EXERCISE DESCRIPTION: Return, word for word, the stretch of the tuberculosis lesson review that begins at the words "Crosscutting Concepts" and stops after the words "explicitly stated so.".

SELECTED EXTRACT:
=== Section Start ===
Disciplinary Core Ideas

This resource is explicitly designed to build towards this disciplinary core idea.

Comments about Including the Disciplinary Core Idea
In this lesson, students use online bioinformatics tools to detect mutations in Mycobacterium tuberculosis (Mtb) gene. The lesson is divided into four different activities. Part A asks students to compare single-nucleotide polymorphisms in wild-type and a hypothetical variant Mtb strain. Part B asks students to use an online translation tool. Part C asks students to determine if their Mtb proteins contain a mutation. Part D asks students make a claim supporting antibiotic resistance or susceptibility. Students will need a conceptual understanding of DNA, genes, and how mutations create change in the DNA sequences prior to completing the activity. Teachers will need to provide instructional activities on how to transcribe and translate a DNA sequence into RNA and then into amino acids.

Crosscutting Concepts

This resource appears to be designed to build towards this crosscutting concept, though the resource developer has not explicitly stated so.

Comments about Including the Crosscutting Concept
This lesson supports the Crosscutting Concept by asking students to use prior knowledge of translation in completing some of the activities. To successfully complete the lesson, students need to understand that the order of amino acids in a protein determines its shape, and consequently, the protein’s structure and function. The Crosscutting Concept is also supported when students determine if the SNP in their variant DNA sequences will affect the structure and function of the protein. Teachers not on block schedule can complete Parts A and B on Day 1 and Parts C and D on Day 2 or the final writing activity can be assigned as homework. To provide closure and engage students in critical thinking, teachers lead a whole-class reflective discussion and allow students to demonstrate what they learned in their investigation.
=== Section End ===
PROVIDED DATA:
=== Section Start ===
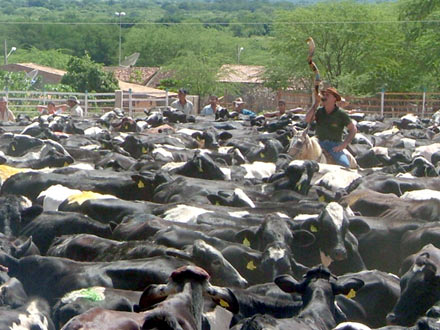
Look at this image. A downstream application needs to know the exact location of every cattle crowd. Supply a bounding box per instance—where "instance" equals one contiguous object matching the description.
[0,108,440,330]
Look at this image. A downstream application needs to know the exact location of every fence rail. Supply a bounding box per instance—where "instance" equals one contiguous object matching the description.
[0,90,170,116]
[278,91,440,118]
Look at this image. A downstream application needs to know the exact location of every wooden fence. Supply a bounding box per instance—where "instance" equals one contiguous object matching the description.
[278,92,440,118]
[0,91,172,116]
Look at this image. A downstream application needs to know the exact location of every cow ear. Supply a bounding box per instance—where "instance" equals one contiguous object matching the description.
[301,218,320,235]
[206,285,240,314]
[20,205,44,227]
[348,218,371,236]
[292,230,315,247]
[274,275,304,294]
[332,278,365,295]
[235,227,258,249]
[135,284,169,312]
=== Section End ===
THE ANSWER:
Crosscutting Concepts

This resource appears to be designed to build towards this crosscutting concept, though the resource developer has not explicitly stated so.